### Fragmento del documento
Me preguntaron ayer nuevamente que es esto de la Mala Suerte Serial.
Bien, es difícil explicar con más profundidad de lo que ya intenté acá  el postulado que dio origen a este blog, pero trataré de nuevo:

No es que no te pidan el teléfono en una fiesta:
Es que te lo pida el reciente ex – novio de tu mejor amiga, delante de todos.

No es que no te invite a salir el tipo que tanto te gusta:
Es que cuando salgan, ya promediando una exitosa primera cita,  te intoxiques con la comida vietnamita que te llevó a comer y le vomites literalmente todo el auto (que antes, obvio, estaba impecable) y la pase tan mal que no te vuelva a llamar.
O que te insista con que pruebes el tequila – “Es lo más, ya vas a ver…” y que, canchereando como no deberías lo pruebes y termines durmiéndote en la mesa y siendo arrastrada por él hasta tu casa.

### Consigna
Prosigue el texto sobre la Mala Suerte Serial a partir de su última oración. Las entradas que aparecen a continuación provienen de otra fuente.

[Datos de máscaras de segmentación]
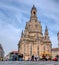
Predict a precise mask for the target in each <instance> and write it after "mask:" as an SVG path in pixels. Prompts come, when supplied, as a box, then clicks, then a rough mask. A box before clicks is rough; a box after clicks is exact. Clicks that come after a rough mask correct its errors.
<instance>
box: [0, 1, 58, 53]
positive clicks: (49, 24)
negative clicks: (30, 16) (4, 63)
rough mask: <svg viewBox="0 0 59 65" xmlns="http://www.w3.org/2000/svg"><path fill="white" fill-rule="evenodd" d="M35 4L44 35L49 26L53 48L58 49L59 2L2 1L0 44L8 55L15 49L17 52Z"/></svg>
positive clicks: (34, 1) (0, 27) (38, 1)
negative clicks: (36, 8)
mask: <svg viewBox="0 0 59 65" xmlns="http://www.w3.org/2000/svg"><path fill="white" fill-rule="evenodd" d="M33 4H34V5H35V6H36V8H37V17H38V20H39V21H41V25H42V29H43V33H44V31H45V26H46V25H47V26H48V30H49V36H50V38H51V41H52V44H53V47H57V44H58V42H57V32H58V31H59V1H58V0H29V1H28V0H26V1H25V0H0V30H1V32H0V42H1V43H2V45H3V47H4V49H5V53H6V54H7V53H8V52H10V51H12V50H14V49H16V50H17V48H18V47H17V44H18V41H19V39H20V36H21V31H22V30H24V28H25V25H26V22H27V21H28V20H29V19H30V15H31V12H30V10H31V8H32V6H33ZM54 40H55V41H54ZM12 45H14V47H13V46H12ZM7 46H8V47H7Z"/></svg>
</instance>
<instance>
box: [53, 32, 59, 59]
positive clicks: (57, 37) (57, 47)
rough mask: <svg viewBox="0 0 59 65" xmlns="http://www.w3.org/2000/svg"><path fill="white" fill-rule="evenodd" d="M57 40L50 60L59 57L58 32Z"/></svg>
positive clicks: (57, 34) (58, 40) (58, 33)
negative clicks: (51, 57)
mask: <svg viewBox="0 0 59 65" xmlns="http://www.w3.org/2000/svg"><path fill="white" fill-rule="evenodd" d="M57 38H58V47H57V48H52V58H54V57H56V56H59V32H58V33H57Z"/></svg>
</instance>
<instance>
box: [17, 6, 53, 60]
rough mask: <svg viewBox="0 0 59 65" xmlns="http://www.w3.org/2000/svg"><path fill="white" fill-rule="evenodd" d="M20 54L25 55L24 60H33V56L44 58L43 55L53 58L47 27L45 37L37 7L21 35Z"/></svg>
mask: <svg viewBox="0 0 59 65" xmlns="http://www.w3.org/2000/svg"><path fill="white" fill-rule="evenodd" d="M18 54H19V55H20V54H23V56H24V59H25V60H27V59H28V58H31V56H32V55H34V56H37V57H40V58H42V56H43V55H45V56H48V57H51V56H52V44H51V41H50V37H49V32H48V28H47V26H46V29H45V32H44V35H43V33H42V25H41V22H40V21H38V18H37V10H36V7H35V6H33V7H32V9H31V16H30V20H29V21H28V22H27V23H26V26H25V30H24V31H22V33H21V38H20V40H19V43H18Z"/></svg>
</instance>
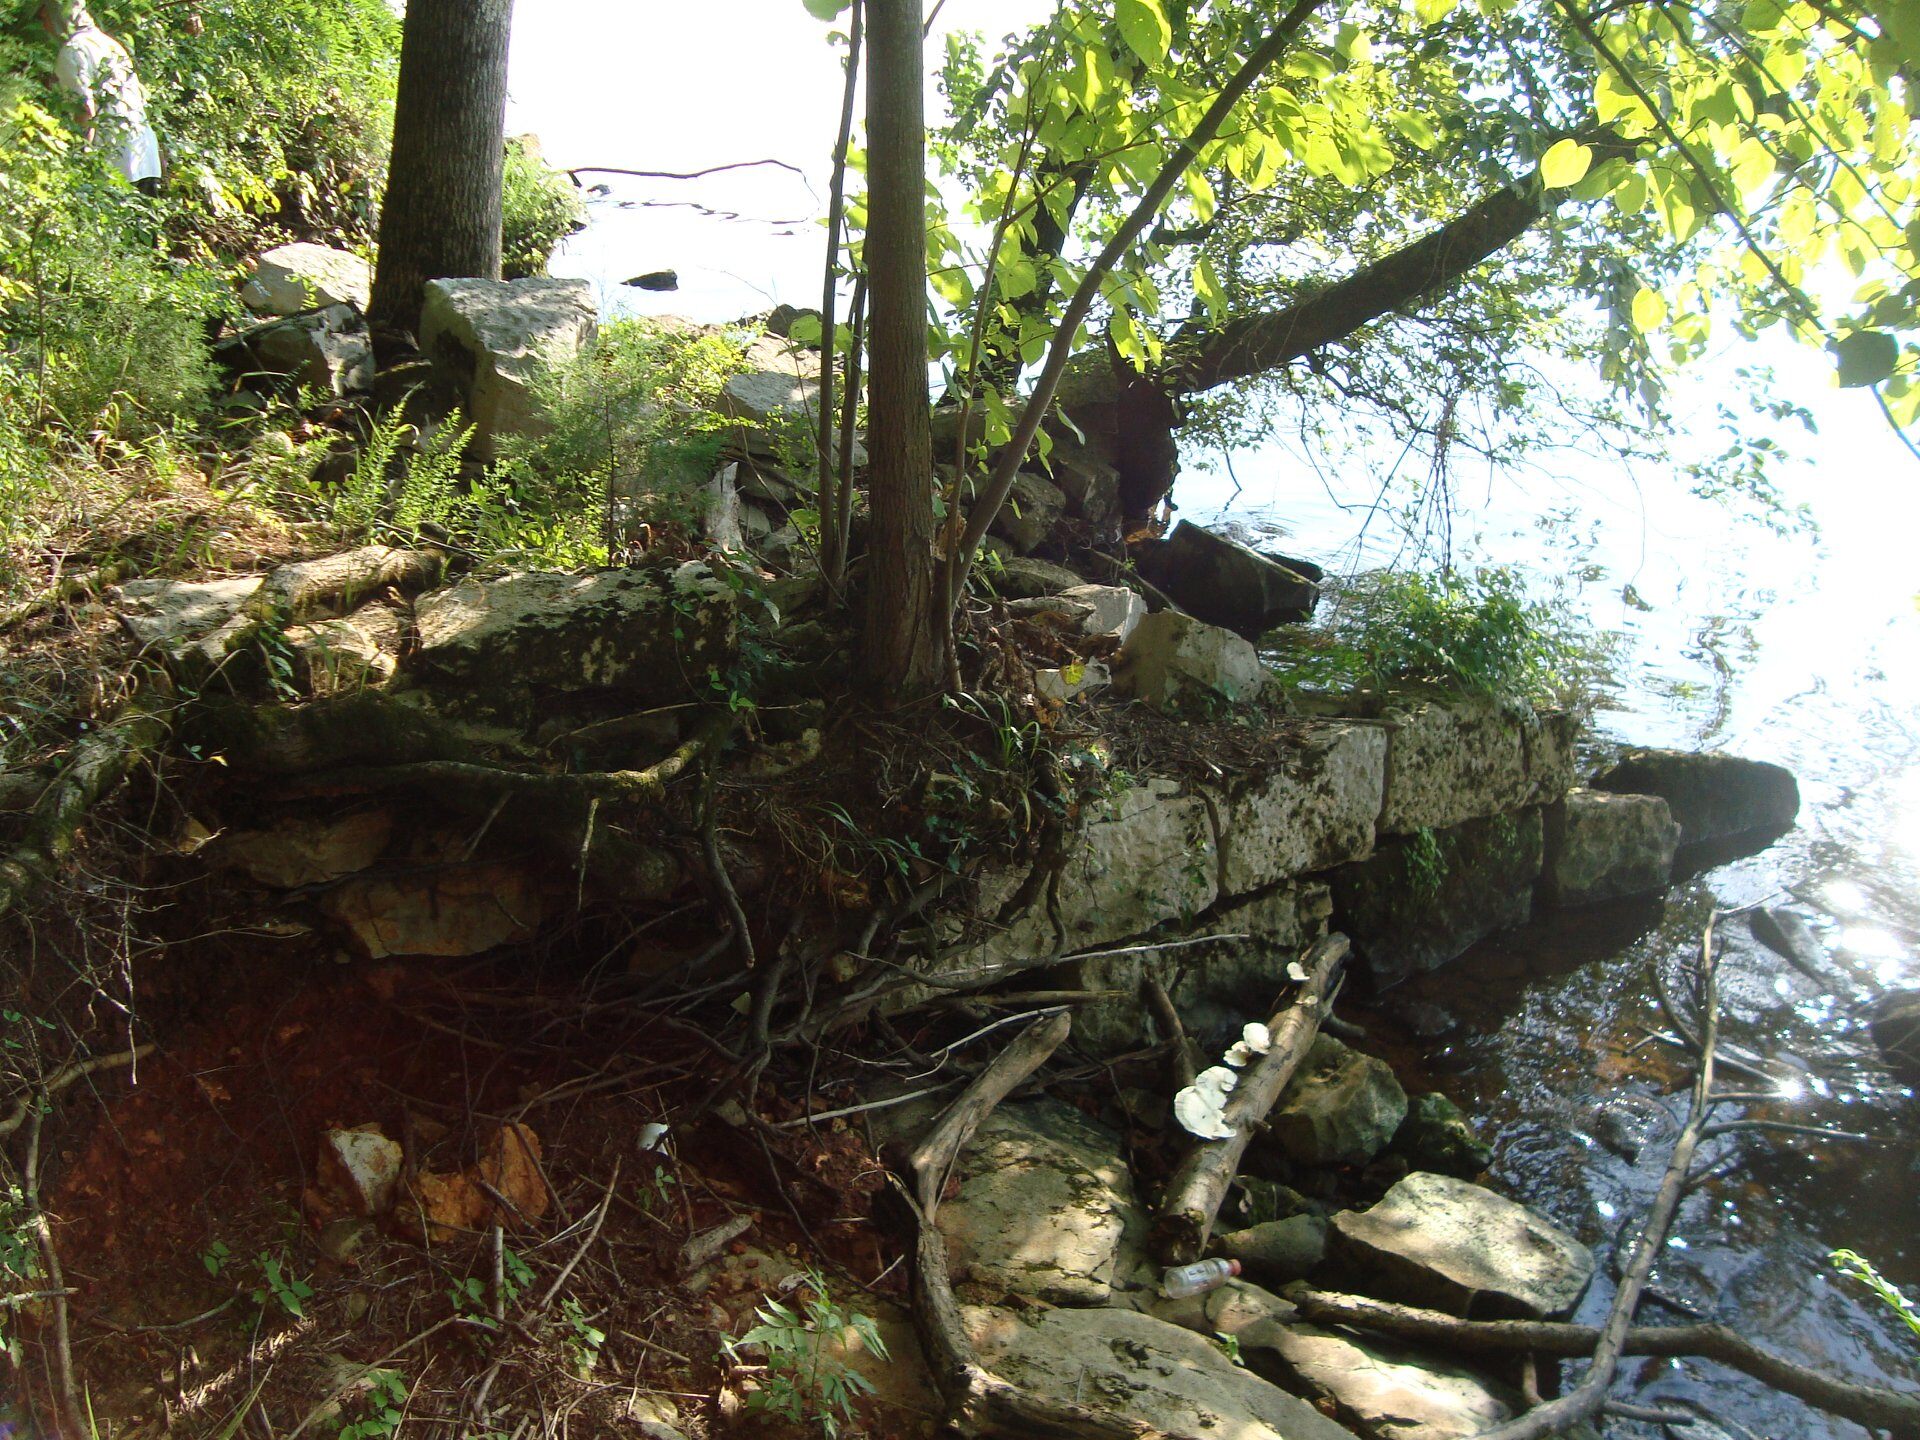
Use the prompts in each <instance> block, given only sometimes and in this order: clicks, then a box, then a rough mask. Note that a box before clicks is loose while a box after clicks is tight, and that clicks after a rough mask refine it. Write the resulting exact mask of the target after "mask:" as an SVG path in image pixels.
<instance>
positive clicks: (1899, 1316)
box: [1828, 1250, 1920, 1338]
mask: <svg viewBox="0 0 1920 1440" xmlns="http://www.w3.org/2000/svg"><path fill="white" fill-rule="evenodd" d="M1828 1263H1832V1265H1834V1269H1837V1271H1839V1273H1841V1275H1845V1277H1847V1279H1849V1281H1859V1283H1860V1284H1864V1286H1866V1288H1868V1290H1872V1292H1874V1294H1876V1296H1878V1298H1880V1304H1884V1306H1885V1308H1887V1309H1891V1311H1893V1313H1895V1315H1899V1319H1901V1323H1903V1325H1905V1327H1907V1329H1908V1331H1912V1332H1914V1336H1916V1338H1920V1309H1916V1308H1914V1302H1912V1300H1908V1298H1907V1296H1905V1294H1901V1292H1899V1290H1897V1288H1893V1284H1891V1283H1889V1281H1887V1277H1884V1275H1882V1273H1880V1271H1878V1269H1874V1261H1870V1260H1868V1258H1866V1256H1860V1254H1857V1252H1853V1250H1834V1252H1832V1254H1830V1256H1828Z"/></svg>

### Espacio de respuesta
No es que nadie te guste:
Es que el que el que te enamora sea un fóbico al compromiso, un egoísta incapaz de compartir siquiera tiempo, un machista a ultranza que pretenda que abandones tu carrera y te dediques a seguirlo y a lavar los plato o un tipo que es prácticamente perfecto pero que está irremediablemente enamorado de tu única amiga del laburo.

No es no ser correspondida:
Es que cuando te corresponden él va a sufrir un fuerte impedimento que lo va imposibilitar estar con vos de forma anormal. O se va a vivir al exterior, o su religión no se lo permite, o está casado, o …..

Y podría seguir por horas.
O puedo recomendarles que empiecen a leer el blog desde el post #1, que incluye los ejemplos de mis amigas estigmatizadas, como yo, dentro de este odioso clan.

Las desafortunadas en el amor no somos un grupo amorfo de solteronas sin levante.
No somos depresivas. No somos ignorantes. No nos juntamos a llorar o a pasar fines de semana enteros mirando novelas rosa. (De hecho, he descubierto un patrón…casi no miramos televisión…)
Hacemos, deshacemos. Somos madres, amigas, profesionales exitosas.
No nos va mal en la vida, nos va mal en ESTO:

Atraemos, enamoramos, provocamos, seducimos.
Pero siempre al incorrecto, al imposible, al sádico, al psicopata, al loco, al vago…

Somos normales.
Pero tenemos una puta, putísima suerte.